--- Point labeling dataset excerpts ---

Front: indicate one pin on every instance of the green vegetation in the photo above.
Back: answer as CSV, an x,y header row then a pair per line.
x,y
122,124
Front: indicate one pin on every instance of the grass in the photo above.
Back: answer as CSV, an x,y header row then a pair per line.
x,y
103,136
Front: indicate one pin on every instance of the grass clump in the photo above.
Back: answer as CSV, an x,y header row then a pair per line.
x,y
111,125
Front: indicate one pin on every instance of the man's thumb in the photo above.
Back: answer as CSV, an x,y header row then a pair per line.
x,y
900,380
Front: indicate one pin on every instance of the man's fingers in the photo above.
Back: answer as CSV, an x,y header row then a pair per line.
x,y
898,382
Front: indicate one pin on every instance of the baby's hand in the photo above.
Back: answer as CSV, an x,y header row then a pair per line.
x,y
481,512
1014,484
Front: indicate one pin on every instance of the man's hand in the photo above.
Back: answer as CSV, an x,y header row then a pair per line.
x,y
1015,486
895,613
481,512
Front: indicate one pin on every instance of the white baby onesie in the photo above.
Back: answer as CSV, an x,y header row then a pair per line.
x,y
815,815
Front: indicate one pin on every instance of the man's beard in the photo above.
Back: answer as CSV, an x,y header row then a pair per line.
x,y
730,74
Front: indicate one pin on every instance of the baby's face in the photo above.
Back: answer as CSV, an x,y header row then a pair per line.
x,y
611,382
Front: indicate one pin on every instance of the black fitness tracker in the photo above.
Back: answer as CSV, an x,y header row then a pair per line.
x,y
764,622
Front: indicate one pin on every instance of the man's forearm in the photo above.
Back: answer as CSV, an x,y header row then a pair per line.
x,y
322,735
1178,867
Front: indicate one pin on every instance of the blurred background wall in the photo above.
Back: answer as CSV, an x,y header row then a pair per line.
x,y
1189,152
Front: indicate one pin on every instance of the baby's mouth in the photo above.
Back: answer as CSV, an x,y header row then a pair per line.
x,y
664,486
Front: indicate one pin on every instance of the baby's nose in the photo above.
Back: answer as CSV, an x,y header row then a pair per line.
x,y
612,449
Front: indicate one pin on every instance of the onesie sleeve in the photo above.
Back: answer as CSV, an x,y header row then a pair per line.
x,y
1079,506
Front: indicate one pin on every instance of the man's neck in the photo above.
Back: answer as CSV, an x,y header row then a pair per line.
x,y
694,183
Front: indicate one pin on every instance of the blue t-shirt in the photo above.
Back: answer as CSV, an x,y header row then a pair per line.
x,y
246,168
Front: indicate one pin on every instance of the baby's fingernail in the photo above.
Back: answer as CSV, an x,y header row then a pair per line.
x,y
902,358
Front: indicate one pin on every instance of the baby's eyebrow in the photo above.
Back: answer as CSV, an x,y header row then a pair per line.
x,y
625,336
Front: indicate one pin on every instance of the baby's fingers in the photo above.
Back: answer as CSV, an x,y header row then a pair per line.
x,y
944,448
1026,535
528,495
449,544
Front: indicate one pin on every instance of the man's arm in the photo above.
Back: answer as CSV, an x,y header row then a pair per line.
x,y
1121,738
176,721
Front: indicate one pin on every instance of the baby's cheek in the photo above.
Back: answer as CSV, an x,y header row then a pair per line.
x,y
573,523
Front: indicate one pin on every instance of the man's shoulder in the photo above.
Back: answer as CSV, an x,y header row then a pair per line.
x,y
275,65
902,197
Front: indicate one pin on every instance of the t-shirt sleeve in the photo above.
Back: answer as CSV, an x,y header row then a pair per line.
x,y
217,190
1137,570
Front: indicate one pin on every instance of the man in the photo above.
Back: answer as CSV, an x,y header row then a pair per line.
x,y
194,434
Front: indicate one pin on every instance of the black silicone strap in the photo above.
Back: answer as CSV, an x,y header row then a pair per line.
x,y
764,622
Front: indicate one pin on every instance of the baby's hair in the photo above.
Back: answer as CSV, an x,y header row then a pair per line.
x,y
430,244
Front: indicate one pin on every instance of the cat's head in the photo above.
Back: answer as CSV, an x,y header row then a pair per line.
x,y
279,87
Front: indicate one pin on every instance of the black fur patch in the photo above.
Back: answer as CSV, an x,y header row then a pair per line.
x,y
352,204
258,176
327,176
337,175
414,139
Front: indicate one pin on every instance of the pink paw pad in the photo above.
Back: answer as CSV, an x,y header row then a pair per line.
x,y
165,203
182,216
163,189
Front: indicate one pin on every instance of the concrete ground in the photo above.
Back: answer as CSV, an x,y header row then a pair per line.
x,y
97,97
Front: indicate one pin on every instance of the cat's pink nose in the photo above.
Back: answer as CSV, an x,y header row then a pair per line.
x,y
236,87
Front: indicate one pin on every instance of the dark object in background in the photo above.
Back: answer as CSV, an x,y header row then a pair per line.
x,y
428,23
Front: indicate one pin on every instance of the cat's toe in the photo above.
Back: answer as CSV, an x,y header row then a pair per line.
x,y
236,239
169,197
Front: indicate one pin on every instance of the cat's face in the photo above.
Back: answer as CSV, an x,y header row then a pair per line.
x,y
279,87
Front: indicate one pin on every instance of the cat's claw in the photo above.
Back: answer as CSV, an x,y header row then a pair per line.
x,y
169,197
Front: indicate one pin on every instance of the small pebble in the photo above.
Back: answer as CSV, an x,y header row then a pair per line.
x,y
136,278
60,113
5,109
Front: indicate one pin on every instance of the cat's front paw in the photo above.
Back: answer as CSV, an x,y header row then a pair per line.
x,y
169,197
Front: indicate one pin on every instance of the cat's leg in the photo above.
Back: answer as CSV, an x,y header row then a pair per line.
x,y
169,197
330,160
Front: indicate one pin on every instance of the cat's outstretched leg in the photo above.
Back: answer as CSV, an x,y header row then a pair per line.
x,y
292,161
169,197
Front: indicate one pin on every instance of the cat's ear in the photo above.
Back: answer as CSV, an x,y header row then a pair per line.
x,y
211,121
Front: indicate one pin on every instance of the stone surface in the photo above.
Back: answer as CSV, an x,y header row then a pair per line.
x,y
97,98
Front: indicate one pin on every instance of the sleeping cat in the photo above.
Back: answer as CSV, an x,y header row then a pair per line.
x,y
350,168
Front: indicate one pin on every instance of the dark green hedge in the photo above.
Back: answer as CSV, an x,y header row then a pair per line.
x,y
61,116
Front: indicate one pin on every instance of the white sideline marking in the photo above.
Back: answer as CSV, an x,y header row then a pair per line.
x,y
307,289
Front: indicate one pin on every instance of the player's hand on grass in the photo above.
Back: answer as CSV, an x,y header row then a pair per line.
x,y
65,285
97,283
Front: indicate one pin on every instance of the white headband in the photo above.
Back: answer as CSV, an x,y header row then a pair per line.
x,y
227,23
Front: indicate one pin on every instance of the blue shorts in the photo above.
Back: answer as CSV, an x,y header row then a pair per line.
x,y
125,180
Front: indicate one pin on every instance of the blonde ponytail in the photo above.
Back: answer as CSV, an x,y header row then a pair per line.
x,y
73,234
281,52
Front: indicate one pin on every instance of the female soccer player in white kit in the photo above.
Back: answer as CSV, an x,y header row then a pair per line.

--- Task ---
Extract every record. Keep wording exact.

--- Exercise solution ---
Front: indicate one pin on every instance of the green vegetation in the photo above.
Back: answer as CSV, an x,y header row then a pair per line.
x,y
122,124
Front: indicate one pin on every instance of the grass in the photo above.
Back: answer as CSV, an x,y header row then a pair per line.
x,y
103,136
Front: indicate one pin on every instance of the grass clump in the photo above.
Back: answer as CSV, an x,y header row then a pair per line.
x,y
111,125
Front: indicate one pin on every instance of the man's thumb in the photo above.
Back: answer as CSV, an x,y header row then a pair per line.
x,y
900,380
Front: indicate one pin on every instance of the man's fingers in the photo above.
Back: answer as CSV, an x,y header row then a pair per line.
x,y
898,382
Front: indicate one pin on every instance of the baby's hand in the photo above.
Back: answer as CSV, an x,y header row then a pair per line.
x,y
481,512
1014,484
Front: indicate one pin on every instance of the man's hand in the photo above.
Back: answer as CSV, an x,y header row then a pair per line.
x,y
1015,486
895,613
481,512
Front: indicate one pin on every instance of the white baby onesie in the photo above.
Back: answer as CSV, an x,y header row then a pair per line.
x,y
815,815
Front: indicate one pin on every instance of the man's beard in the photo above.
Back: answer as CSV, an x,y header row then a pair per line.
x,y
730,74
Front: indicate one pin on every instance of the baby's face in the photo above.
Back: answer as CSV, an x,y header row then a pair per line.
x,y
611,382
Front: indicate one pin on every instance of the black fitness tracker in the photo above.
Back: answer as CSV, an x,y header row then a pair per line.
x,y
764,622
Front: indicate one pin on every instance of the man's forearm in the photo above.
Back: answer as CSV, an x,y header row then a pair per line.
x,y
322,735
1178,867
Front: indicate one pin on every instance of the blurred background wall in the photo above.
Back: answer as CSV, an x,y header row then a pair per line.
x,y
1189,152
Front: indicate one pin on every instance of the baby's mouth in the photo above.
Back: answer as CSV, an x,y header row then a pair per line.
x,y
664,486
Front: indicate one pin on every instance of the baby's nose in the photo above.
Back: answer as CSV, an x,y header row then a pair per line.
x,y
612,449
Front: indicate one pin on every instance of the onesie sleeve in the photo above.
Back: answer as CSV, an x,y header row then a pair per line.
x,y
1079,506
Front: indicate one pin on every instance of the man's neck in the photo above.
Back: answer as CSV, an x,y header row then a pair per line.
x,y
694,183
Front: indicate one pin on every instance of the blue t-shirt in the photo above.
Back: answer as CSV, an x,y header row then a pair per line.
x,y
246,168
Front: indicate one pin on every instance of the baby's fingernail in the photo above.
Back: answer as CSV, an x,y header row then a pair per line.
x,y
902,358
Front: indicate one pin on every instance of the baby's eyebrow in the photo above.
Back: answer as CSV, an x,y header row then a pair per line.
x,y
625,336
Front: indicate one pin on every instance of the baby's fingers in the photo above.
Back: answer as CSV, an x,y header row then a pair per line.
x,y
944,448
1026,535
528,495
449,544
Front: indicate one pin on every instance of the man's arm in the photo above.
Back: answer as CSV, an x,y header row then a pair per line.
x,y
1121,738
176,721
Front: indicate one pin on every instance of the baby's cheek in the photo above.
Back: answer as CSV, an x,y header row then a pair per line.
x,y
573,523
Front: indicate one pin on every instance of the man's shoulder in the photo above.
Back: answer as CSV, an x,y header row then a pair per line.
x,y
275,65
902,197
Front: indicate one pin on every instance of the t-shirt sleeve in the photo above.
Back: answer as CSV, an x,y header row then a pair per line.
x,y
217,190
1137,570
Front: indicate one pin on every instance of the man in the photo above.
Back: answer as CSV, an x,y header row then a pair per line.
x,y
194,434
Front: indicate one pin on every instance of the black silicone strap in the photo above.
Back: answer as CSV, an x,y header row then a pair per line.
x,y
764,622
Front: indicate one pin on every instance of the baby's hair in the photo above.
Back: answer as CSV, an x,y header row then a pair per line.
x,y
430,244
Front: indicate one pin on every instance of the cat's head in the photo above.
Back: answer as CSV, an x,y header row then a pair per line.
x,y
279,87
Front: indicate one pin on every instance of the black fur patch in the photo above.
Back: answer as CSV, an x,y header row then a pair per line.
x,y
352,204
258,176
327,176
337,175
414,139
Front: indicate one pin on every instance of the pink paw pad in the photo above.
Back: answer as CSV, an x,y header row then a pair per line.
x,y
165,203
182,216
163,189
Front: indicate one pin on every instance of the concrete ground in the photo above.
Back: answer as CSV, an x,y header row then a pair per line.
x,y
97,97
Front: indicate one pin on every instance of the cat's pink nose in the photo above.
Back: answer as CSV, an x,y header row then a pair per line.
x,y
236,87
Front: indicate one pin on every instance of the dark object in background in the photo above.
Back: answer as CSV, an x,y header row then a pair per line.
x,y
428,23
Front: indicate one pin on every instance of the cat's toe in the photo above.
Back: answer as CSV, an x,y header row then a pair per line.
x,y
236,239
169,197
Front: indicate one pin on every instance of the cat's face in the photo above.
Back: answer as CSV, an x,y header row then a pair per line.
x,y
279,87
Front: indicate one pin on every instance of the cat's claw in the photo above.
Back: answer as CSV, an x,y header row then a pair per line.
x,y
169,197
Front: indicate one pin on every instance of the small pebble in the photo above.
Back: answer as CSV, an x,y header row then a pair per line.
x,y
136,278
60,113
5,109
Front: indicate one pin on every instance of the cat's front paw in the photo above.
Back: answer as CSV, an x,y header row then a pair per line.
x,y
169,197
Front: indicate one pin on every instance of the cat's leg in the photo above.
Back: answer as CSV, an x,y header row then a pair per line.
x,y
169,197
330,160
Front: indicate one pin on every instance of the cat's outstretched leg in the photo above.
Back: answer as CSV, an x,y header row then a pair per line.
x,y
292,161
169,197
Front: indicate one pin on every instance of the cat's ear in the photo above.
Back: answer as CSV, an x,y header row then a pair per line.
x,y
211,121
Front: indicate one pin on every instance of the stone surface in the photo above.
Back: answer as CSV, an x,y header row then a pair per line.
x,y
97,98
Front: indicate one pin on every instance of the sleeping cat in the photo above.
Back: answer as CSV, an x,y header row then a pair per line.
x,y
350,168
Front: indicate one pin on every instance of the dark green hedge in the photo above.
Back: answer as CSV, an x,y header row then a pair per line.
x,y
61,116
Front: indicate one pin on every instance of the white sideline marking in the photo above.
Back: answer as CSV, an x,y header row then a pair per line.
x,y
307,289
Front: indicate one pin on every instance of the player's hand on grass in the photo above.
Back: answer as CSV, an x,y header row then a pair per line.
x,y
65,285
97,283
Front: indicate one pin on every instance of the white headband in the photo above.
Back: answer as CSV, an x,y header row then a pair per line.
x,y
227,23
Front: indicate one pin on every instance of the blue shorts in the photo above.
Back: answer as CSV, an x,y header row then a pair per line.
x,y
125,180
Front: indicate one pin on every instance of the blonde ponytail in the photo above.
Back: answer as CSV, an x,y header row then a pair per line.
x,y
73,234
281,52
Front: indicate one pin on every instance of the female soccer player in white kit in the photo above.
Back: answer as CSV, an x,y header row then a pair per line.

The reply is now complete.